## start Supplied passage
Don't Fact Check Me, Bro: The Politics Thread

Re: Don't Fact Check Me, Bro: The Politics Thread

Postby td11 » Fri Sep 14, 2012 12:27:00

Houshphandzadeh wrote:I don't think it's online so this will probably fall on deaf eyes, but Thomas Frank (who is awesome) really blasted Obama in Harper's this month. it's not a new case that Obama is more status quo politician than the revolutionary some of us bought into in 2008, but he clarifies it pretty well


here is an op-ed summary of the article, and here is an interview frank did with salon about the essay.

basically he's mad at obama for not being liberal enough (pacman alert), which i agree with. But he's mad at obama for trying to be bi-partisan, he wanted obama to just push through all the liberal and progressive ideas he'd brandished so eloquently in 2008. but obviously, that became really hard to do when he had to deal with basically the most obstructionist congress (certainly the house) in recent memory.

So how have the Republicans been so effective, from the minority, in dragging the center toward their positions? Is this where they have simply exploited Obama’s love of bipartisanship and his stated goals of working together to find compromise?
Right, it’s not just that he’s a conciliator, but that he announced it. This is what his whole life has been about. He’s not just a conciliator, he’s an intellectually committed conciliator. He’s a philosophical believer in bipartisanship.

And when that’s announced in advance, it is hard to negotiate.

Well, it compromises your position right off the bat. It almost by definition makes you a bad negotiator, yes. But if you do this as a sort of mental exercise, if you have one side that has already announced that it believes in bipartisanship as a philosophical goal, this is their greatest commitment, how is the other side going to play that? Well, if the other side decides, we’re not going to give an inch on anything and make them come to us all the time, they’re obviously going to win. The thing is, centrism of this kind, the reason that it is celebrated by pundits and columnists alike, the reason they celebrate it so is because it’s so sophisticated, and it’s supposed to be the way to play the game. What I wanted to do in this column is point out how that’s absolutely contrary to reality.

Obama thinks he is reaching across the aisle, the Republicans move farther to the right, and as he stretches and stretches for compromise, he’s being dragged to an entirely new part of the political spectrum.

Yes, which they have done. And that’s the thing that nobody understands, which is when you declare — which Obama did and Clinton partially did before him — that the two parties are the only thing that matter, and bridging the differences between them and the distance between them is what matters, it makes the issues themselves kind of secondary. It’s the centrism that comes first, and the bipartisanship that comes first. Everything comes down to this sort of geometrical relationship between the two parties. If that’s the case, then everything is freed from its moorings and the Republicans are allowed to move whichever way they want. Obviously that’s going to be to the right in order to drag the debate with them.
## end Supplied passage
## start Provided information
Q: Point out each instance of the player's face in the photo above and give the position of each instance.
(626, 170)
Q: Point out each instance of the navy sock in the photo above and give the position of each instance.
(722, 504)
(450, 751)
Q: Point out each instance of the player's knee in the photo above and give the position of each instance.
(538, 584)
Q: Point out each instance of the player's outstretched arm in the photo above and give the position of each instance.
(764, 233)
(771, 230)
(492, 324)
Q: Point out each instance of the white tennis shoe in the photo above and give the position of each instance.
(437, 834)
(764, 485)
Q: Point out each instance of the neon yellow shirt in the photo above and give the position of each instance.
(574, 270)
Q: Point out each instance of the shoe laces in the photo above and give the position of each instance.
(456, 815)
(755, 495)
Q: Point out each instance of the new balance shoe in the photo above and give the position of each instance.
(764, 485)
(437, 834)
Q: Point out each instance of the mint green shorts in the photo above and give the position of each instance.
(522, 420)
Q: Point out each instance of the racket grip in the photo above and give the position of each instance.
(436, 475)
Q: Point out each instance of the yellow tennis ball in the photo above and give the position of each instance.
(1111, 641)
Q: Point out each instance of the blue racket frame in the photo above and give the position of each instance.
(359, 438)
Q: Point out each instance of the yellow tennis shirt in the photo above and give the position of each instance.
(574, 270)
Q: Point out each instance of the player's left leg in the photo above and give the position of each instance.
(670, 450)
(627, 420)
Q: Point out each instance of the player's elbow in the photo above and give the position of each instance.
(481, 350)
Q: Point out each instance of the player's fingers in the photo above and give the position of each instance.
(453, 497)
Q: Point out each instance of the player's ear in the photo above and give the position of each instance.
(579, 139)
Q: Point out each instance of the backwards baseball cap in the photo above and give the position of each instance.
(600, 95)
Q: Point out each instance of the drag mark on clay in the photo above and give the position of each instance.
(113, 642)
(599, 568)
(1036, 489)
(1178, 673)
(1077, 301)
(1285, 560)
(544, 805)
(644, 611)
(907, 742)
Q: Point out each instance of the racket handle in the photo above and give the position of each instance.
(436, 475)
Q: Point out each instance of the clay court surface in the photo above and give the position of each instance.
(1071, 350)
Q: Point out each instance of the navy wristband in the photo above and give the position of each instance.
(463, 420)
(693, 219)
## end Provided information
__Work to do__:
A. Extract the passage of the forum post starting at "Obama thinks he" and ending at "the political spectrum.".
B. Summarize the forum post in two sentences.
C. Proceed with the forum post from the point where it stops.
The data above come from a source unrelated to the forum post.

__The results__:
A.
Obama thinks he is reaching across the aisle, the Republicans move farther to the right, and as he stretches and stretches for compromise, he’s being dragged to an entirely new part of the political spectrum.

B. The post points to Thomas Frank's Harper's piece faulting Obama for being more of a status quo politician than a revolutionary and for not being liberal enough, though it notes that Obama faced one of the most obstructionist Congresses in recent memory. In a Salon interview, Frank argues that Obama's announced commitment to bipartisanship made him a bad negotiator and let Republicans drag the debate to the right.

C.
It’s not just game theory, of course. The Republicans were presented with the same challenge as Obama, which is how do you deal with the financial crisis and this incredible economic setback. And they actually came up with a compelling answer to this question. Obama came up with an answer to the question of what should we do about partisanship, because like many people here in Washington, he thinks partisanship is the real challenge. He thought the real problem with America is that we have these parties and they fight with each other over every little thing. And he’s right to some degree. It is a problem, and it’s annoying if you turn on the TV and here’s Fox News, and you turn on another channel and here’s MSNBC. They’re both insulting and stupid in their own way. Yes, it’s a problem, but it’s not the main problem. It’s not even in the top 10 problems, as far as I’m concerned, but for Obama it’s the No. 1 problem.

Now the other side looks out at what is actually the real problem, which is economic catastrophe. What the public really wants is not someone who is going to reach out across the aisle and shake hands with the other side and say that “we aren’t red states and we aren’t the blue states, we’re the United States.” No. They wanted an answer to the problem at hand, and here’s the crazy thing: the Republicans came up with one. It’s a fanciful answer, the answer that we deregulate more, that we have to reach out and achieve that perfect capitalism that’s eluding us.

Their solutions are the same policies that got us into the mess. More deregulation, more tax cuts. And somehow it’s taken as a serious position.
Right, they’re doing it with the very policies that got us into trouble in the first place. The idea of deregulating Wall Street is absolutely insane, but that’s their answer to the question. At least it’s an answer. Reaching across the aisle and making friends with the other side is in some ways precisely the wrong thing for the moment. The public is in the throws of this revolt against elites, and against insiders. Against Wall Street insiders, Washington insiders, whatever you want to call it. And this is both left and right; this is Occupy Wall Street and the Tea Party movement. And here’s Obama saying, you know, if we just put experts in charge they’ll fix everything, and we all need to get together here in Washington and fix everything. It’s exactly the wrong message for the moment.


i agree with a lot of the stuff he writes, but mostly it just makes me shake my head at how much obstruction and "moving the goal posts" obama has had to deal with. i mean frank basically admits that he is looking at this from a very lefty leaning perspective, which leads to him feeling frustrated that obama hasn't been liberal/progressive enough, which further leads to him taking a very cynical view

So what is the lesson to take from that? That things are so impossibly broken, that there is this ruling class that cannot be defeated?
Well, I don’t know. They haven’t been defeated by my team, you know, by Team Liberal. Let Paul Ryan get in there and do his tricks … No, that’s a really cynical, awful thing to say. I’m very disheartened these days, let me put it that way. I don’t mean to be cynical, but I don’t see any other way to talk about this. I myself will probably vote for Barack Obama, almost for sure, because you know, getting Paul Ryan and company in power would be a disaster for this country, there’s no question about it. We need look no further than Todd Akin to remember why.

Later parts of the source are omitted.